Segment Open

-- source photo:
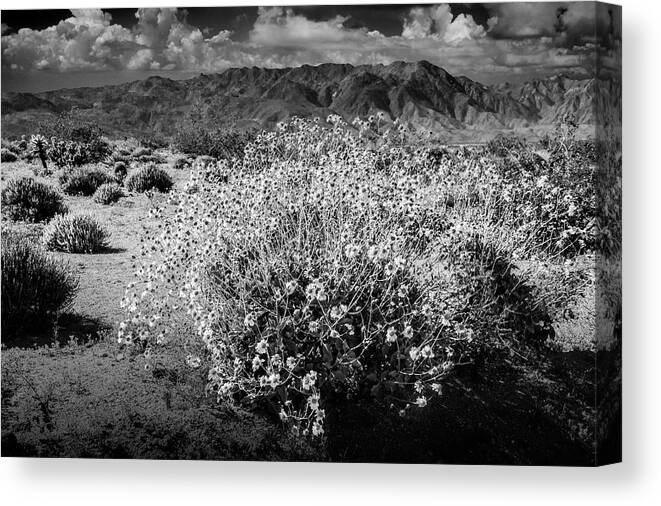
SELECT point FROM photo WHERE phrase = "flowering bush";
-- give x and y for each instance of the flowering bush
(29, 200)
(330, 263)
(35, 287)
(75, 234)
(108, 193)
(148, 178)
(307, 272)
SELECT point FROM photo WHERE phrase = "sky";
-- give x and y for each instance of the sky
(494, 42)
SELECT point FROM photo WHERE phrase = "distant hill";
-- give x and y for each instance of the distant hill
(419, 94)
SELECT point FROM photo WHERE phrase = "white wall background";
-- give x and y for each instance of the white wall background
(637, 481)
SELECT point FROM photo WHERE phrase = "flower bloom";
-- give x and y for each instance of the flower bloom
(262, 346)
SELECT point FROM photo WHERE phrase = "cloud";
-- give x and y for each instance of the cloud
(526, 37)
(568, 22)
(438, 23)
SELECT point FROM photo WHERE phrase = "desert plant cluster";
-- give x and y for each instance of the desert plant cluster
(329, 264)
(326, 264)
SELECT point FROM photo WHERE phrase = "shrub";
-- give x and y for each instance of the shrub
(67, 153)
(119, 170)
(75, 234)
(307, 277)
(142, 151)
(39, 148)
(181, 163)
(108, 193)
(82, 181)
(7, 156)
(69, 134)
(221, 143)
(148, 177)
(35, 287)
(29, 200)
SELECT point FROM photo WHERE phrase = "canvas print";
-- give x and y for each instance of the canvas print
(332, 233)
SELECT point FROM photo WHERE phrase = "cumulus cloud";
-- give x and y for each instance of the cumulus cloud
(437, 22)
(516, 37)
(568, 23)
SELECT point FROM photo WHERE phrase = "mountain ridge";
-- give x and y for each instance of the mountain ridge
(419, 94)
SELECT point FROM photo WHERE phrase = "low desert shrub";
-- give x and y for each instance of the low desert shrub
(148, 177)
(7, 156)
(29, 200)
(38, 148)
(35, 286)
(221, 143)
(73, 141)
(181, 163)
(75, 234)
(108, 193)
(120, 170)
(82, 181)
(141, 151)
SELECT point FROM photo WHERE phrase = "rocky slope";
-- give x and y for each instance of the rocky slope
(420, 94)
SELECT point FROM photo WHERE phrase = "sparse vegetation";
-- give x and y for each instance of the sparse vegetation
(148, 177)
(28, 200)
(222, 143)
(108, 193)
(350, 285)
(7, 156)
(75, 234)
(82, 181)
(36, 288)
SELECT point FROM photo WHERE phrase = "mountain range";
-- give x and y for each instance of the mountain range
(419, 94)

Segment Closed

● **Work required**
Please repeat the records above exactly, leaving every picture out.

● **Exercise output**
-- source photo:
SELECT point FROM photo WHERE phrase = "flowering bush";
-- give x and y for each instance of the flowering bush
(29, 200)
(330, 263)
(35, 287)
(75, 234)
(108, 193)
(148, 178)
(307, 272)
SELECT point FROM photo WHERE phrase = "sky";
-- give x and y for each instance of the sky
(494, 42)
SELECT point FROM photo WHERE phrase = "distant hill";
-- give x and y for each instance of the distant hill
(419, 94)
SELECT point FROM photo WHERE phrase = "white wall background";
-- give x and y for each instance of the white wall background
(637, 481)
SELECT point FROM photo WHERE phrase = "flower bloom";
-- give x and y for each instance of the flower bloom
(262, 346)
SELECT point FROM photo WHERE phrase = "cloud";
-- give x and y for each instance of the cloud
(526, 37)
(568, 22)
(438, 23)
SELECT point FROM photo WHERE phrase = "desert plant cluster";
-- give x and y for each instance of the desert plant cluster
(329, 264)
(326, 264)
SELECT point FROM photo WHERE phrase = "shrub";
-- give x and y for each instance of the shrub
(67, 153)
(119, 170)
(75, 234)
(307, 277)
(142, 151)
(39, 148)
(181, 163)
(108, 193)
(82, 181)
(7, 156)
(69, 134)
(221, 143)
(148, 177)
(35, 287)
(29, 200)
SELECT point FROM photo WHERE phrase = "canvas print";
-- give x and y for each instance of the canvas print
(332, 233)
SELECT point FROM photo WHERE phrase = "cumulus cloud";
-- give x and y for each instance of the cumulus cloud
(437, 22)
(516, 37)
(568, 23)
SELECT point FROM photo WHERE phrase = "mountain ridge";
-- give x and y for each instance of the mountain ridge
(419, 94)
SELECT point FROM photo WHERE phrase = "low desert shrub";
-- give x and y for each instance of the low desert shrub
(148, 177)
(7, 156)
(29, 200)
(38, 148)
(35, 286)
(221, 143)
(73, 141)
(181, 163)
(75, 234)
(108, 193)
(120, 170)
(82, 181)
(141, 151)
SELECT point FROM photo WHERE phrase = "rocky slope";
-- give x and y for each instance of the rocky slope
(420, 94)
SELECT point FROM photo WHERE phrase = "sparse vegetation";
-- give x and y for each instance of the sparse vegetation
(148, 177)
(28, 200)
(222, 143)
(108, 193)
(350, 285)
(7, 156)
(75, 234)
(82, 181)
(36, 288)
SELECT point FROM photo WHERE phrase = "mountain range";
-- give x and y for each instance of the mountain range
(419, 94)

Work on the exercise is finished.